TEXT EXCERPT:
<<<<
# Rocker panel damage



## S-Fitz (Jul 16, 2012)

It's a do-able fix, I've had the same work done on my car. As long as the repair is done by someone who knows what they are doing, it is good as new. Not like there are any options, either get it fixed or leave it to rust.


----------



## boraz (Aug 29, 2013)

Wilbrr said:


> They say it will not be on the car fax.


didnt think there were ppl left that put ANY value into a carfax


----------



## boneheaddoctor (Dec 10, 2014)

boraz said:


> didnt think there were ppl left that put ANY value into a carfax


Its not perfect but its more reliable than taking the word of the person with a vested interest in selling you the car.


----------



## NickD (Dec 10, 2011)

Old one has to have the spot welds drilled out, new one spot welded in, and the most important thing is to spray a good undercoat inside. The rest of it is visible, did this on my own vehicles for around 50 bucks, but a body shop may want a small fortune if you have to pay for it. 

Ha, at least by doing it myself, knew it was done right.


----------



## boneheaddoctor (Dec 10, 2014)

My concern is future rust on the repaired panels. After the structure is spot welded together at the factory, its imersed in a rust preventing primer. THESE parts won't benifit from that and in all likelyhood will be the first part of the car to rust out. 

MIght be best that a DEALER does it because you want a lifetime warranty for that work thats going to be honored down the road or even in a new city or state if you move. An independent body shop won't be able to offer that.


----------



## NickD (Dec 10, 2011)

His dealer broke it and should fix it. OP can contact the factory reps on this board so this is documented with them.


----------



## Wilbrr (Jan 30, 2015)

Dealer is telling me they can cut about an inch either side of the dent and weld in new piece. From what i see the rocker panel is a pretty important piece of the unibody construction. My other question is how this affects the value of the car. I have this feeling that spot welding in a piece leaves a structural soft spot that could let go when you jack up the car as this frame carries the weight. Am i right or wrong on this.


----------



## Wilbrr (Jan 30, 2015)

And would it benefit me to take the car for an independent assesment of the damage before repairs are started.


----------



## Wilbrr (Jan 30, 2015)

The dealer is in a big hurry to fix this. This sends a red flag up for me. I was told that any repair to a new vehicle that doesnt constitute 5 percent of invoice does not need to annotated when sold. From what i see this will exceed that level of cost. I realize the vehicle is not new, but with 22400 miles and nothing else wrong i am concerned about resale or diminshed value of the car.
>>>>
RECORD EXTRACTS:
<<<<
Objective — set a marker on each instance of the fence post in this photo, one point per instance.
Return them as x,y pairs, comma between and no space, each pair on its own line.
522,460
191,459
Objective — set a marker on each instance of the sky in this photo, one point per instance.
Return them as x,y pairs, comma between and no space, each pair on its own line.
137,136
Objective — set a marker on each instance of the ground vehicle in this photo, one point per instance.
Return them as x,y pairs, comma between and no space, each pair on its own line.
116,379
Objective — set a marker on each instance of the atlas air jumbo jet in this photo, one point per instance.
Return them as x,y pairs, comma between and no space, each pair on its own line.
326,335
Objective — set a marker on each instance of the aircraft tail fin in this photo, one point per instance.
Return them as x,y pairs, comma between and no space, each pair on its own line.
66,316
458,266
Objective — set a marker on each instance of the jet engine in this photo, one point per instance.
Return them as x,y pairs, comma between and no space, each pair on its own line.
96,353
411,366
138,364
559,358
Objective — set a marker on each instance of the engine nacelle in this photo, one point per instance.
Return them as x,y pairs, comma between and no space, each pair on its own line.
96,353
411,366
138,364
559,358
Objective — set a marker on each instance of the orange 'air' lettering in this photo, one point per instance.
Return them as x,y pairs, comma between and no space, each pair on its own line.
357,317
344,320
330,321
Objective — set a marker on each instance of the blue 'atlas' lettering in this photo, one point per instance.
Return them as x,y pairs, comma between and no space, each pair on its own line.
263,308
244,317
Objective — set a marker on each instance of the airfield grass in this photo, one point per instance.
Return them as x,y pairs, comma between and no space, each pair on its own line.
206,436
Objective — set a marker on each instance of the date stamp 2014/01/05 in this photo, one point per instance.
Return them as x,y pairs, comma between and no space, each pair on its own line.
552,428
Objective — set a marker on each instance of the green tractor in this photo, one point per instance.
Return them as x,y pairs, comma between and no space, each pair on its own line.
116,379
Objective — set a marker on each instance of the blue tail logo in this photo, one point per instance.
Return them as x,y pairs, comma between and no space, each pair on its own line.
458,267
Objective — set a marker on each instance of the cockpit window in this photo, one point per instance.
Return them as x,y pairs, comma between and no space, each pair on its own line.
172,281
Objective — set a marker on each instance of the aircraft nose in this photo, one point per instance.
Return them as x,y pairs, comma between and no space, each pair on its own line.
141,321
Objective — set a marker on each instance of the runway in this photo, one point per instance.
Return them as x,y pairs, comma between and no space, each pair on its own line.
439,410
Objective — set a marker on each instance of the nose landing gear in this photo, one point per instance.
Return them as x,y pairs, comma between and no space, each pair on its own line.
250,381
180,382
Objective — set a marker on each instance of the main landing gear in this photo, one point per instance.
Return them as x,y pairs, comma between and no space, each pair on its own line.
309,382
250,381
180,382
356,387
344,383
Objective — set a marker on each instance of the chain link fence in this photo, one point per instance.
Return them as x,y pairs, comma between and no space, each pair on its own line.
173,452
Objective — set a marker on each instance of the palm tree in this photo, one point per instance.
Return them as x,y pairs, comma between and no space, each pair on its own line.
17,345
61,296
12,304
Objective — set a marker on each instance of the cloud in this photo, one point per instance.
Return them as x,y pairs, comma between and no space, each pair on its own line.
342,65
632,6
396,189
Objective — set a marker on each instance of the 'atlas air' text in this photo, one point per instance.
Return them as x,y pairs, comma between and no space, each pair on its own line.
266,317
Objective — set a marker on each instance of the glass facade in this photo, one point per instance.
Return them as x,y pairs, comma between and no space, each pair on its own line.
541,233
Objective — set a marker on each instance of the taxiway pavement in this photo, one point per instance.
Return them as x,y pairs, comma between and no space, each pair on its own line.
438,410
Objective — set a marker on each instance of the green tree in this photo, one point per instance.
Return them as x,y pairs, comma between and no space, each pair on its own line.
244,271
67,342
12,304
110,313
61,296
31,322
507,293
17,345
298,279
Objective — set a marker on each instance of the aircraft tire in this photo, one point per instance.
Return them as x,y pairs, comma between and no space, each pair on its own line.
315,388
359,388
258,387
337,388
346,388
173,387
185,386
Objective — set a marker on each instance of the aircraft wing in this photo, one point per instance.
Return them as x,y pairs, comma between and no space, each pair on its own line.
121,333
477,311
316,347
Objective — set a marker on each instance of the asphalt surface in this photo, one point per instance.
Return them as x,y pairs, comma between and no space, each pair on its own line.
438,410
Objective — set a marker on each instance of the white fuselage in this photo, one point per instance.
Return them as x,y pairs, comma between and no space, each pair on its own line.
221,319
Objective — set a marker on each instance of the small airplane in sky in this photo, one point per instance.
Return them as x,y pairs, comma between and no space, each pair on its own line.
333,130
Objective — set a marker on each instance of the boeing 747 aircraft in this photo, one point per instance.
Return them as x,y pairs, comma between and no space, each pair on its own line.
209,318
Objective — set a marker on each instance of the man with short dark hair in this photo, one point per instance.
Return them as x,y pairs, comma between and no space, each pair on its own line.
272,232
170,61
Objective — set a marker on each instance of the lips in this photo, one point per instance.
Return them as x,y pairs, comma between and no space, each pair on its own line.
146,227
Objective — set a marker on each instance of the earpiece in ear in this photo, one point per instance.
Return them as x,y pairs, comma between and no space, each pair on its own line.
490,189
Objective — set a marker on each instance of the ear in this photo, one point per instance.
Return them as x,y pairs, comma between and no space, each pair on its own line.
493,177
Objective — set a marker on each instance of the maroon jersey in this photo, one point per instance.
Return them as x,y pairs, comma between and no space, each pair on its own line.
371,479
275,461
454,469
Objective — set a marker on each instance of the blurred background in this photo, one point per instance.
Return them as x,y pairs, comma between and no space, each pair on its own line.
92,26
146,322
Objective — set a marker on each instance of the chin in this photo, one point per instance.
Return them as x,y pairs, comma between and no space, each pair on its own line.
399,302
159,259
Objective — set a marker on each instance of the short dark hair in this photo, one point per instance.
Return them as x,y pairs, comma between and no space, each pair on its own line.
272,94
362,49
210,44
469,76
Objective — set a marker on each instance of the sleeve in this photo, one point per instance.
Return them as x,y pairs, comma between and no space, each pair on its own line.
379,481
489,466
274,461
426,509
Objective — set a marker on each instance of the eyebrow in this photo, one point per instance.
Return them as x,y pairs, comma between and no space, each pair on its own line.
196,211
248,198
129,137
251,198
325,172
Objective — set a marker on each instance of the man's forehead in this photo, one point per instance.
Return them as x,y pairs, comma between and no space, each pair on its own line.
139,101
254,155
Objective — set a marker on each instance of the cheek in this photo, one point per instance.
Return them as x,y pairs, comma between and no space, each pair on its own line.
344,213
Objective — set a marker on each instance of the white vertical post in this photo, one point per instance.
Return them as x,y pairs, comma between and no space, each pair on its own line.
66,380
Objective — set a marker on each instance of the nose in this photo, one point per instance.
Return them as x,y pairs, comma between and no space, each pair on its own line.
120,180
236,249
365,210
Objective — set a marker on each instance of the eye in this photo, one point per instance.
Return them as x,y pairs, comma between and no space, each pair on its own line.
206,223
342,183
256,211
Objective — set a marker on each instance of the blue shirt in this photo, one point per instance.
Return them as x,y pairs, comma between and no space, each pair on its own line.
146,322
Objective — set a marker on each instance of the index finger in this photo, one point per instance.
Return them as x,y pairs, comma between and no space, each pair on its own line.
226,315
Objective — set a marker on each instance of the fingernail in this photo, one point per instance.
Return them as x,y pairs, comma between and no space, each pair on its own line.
>>>>
STATED TASK 1: In the rocker panel thread, roughly how much did NickD say it cost him to do this repair on his own vehicles?
STATED TASK 2: Condense the paragraph of the rocker panel thread beginning "My concern is future rust" into a short bulleted list that keeps its main facts.
STATED TASK 3: Extend the rocker panel thread by writing the next post, following on from its final one.

EXPECTED ANSWER 1: Around 50 bucks.

EXPECTED ANSWER 2:
- The worry is that the repaired panels will rust in the future.
- At the factory, the structure is spot welded and then immersed in a rust-preventing primer.
- The replacement parts won't get that primer and will likely be the first part of the car to rust out.

EXPECTED ANSWER 3:
----------



## boneheaddoctor (Dec 10, 2014)

The welding process is going to burn any protective coating off the metal. Yes it can be repaired. But the repair process is not the same process that made it and I don't know of any body shop thats going to make the required efforts to assure in inside cavity it properly treated to prevent rust from reoccuring. Why? because it will take a few years to rust and you will be long gone, and it takes time and effort to do...both cost money, a lot of it. And enough time will have passed to reasonably be able to blame it on something else as the cause.


----------



## Gus_Mahn (Aug 16, 2011)

The skin on the rocker is part of the uni-side which is pretty thin and not structural. It would be pretty unusual to get water inside the rocker. I doubt rust will be an issue, but if it is, it will be years down the road. How much do you think a 10 year old Cruze will be worth? If the past 20-30 years of GM economy cars is any indication, a little rust won't make much of a difference, since the car won't be worth anything anyhow.


----------



## NickD (Dec 10, 2011)

Was thinking about other vehicles I have done this to. But doing a search, gmpartsdirect.com is calling the replacement rocker panels as being non serviceable.

But then I found this on the net.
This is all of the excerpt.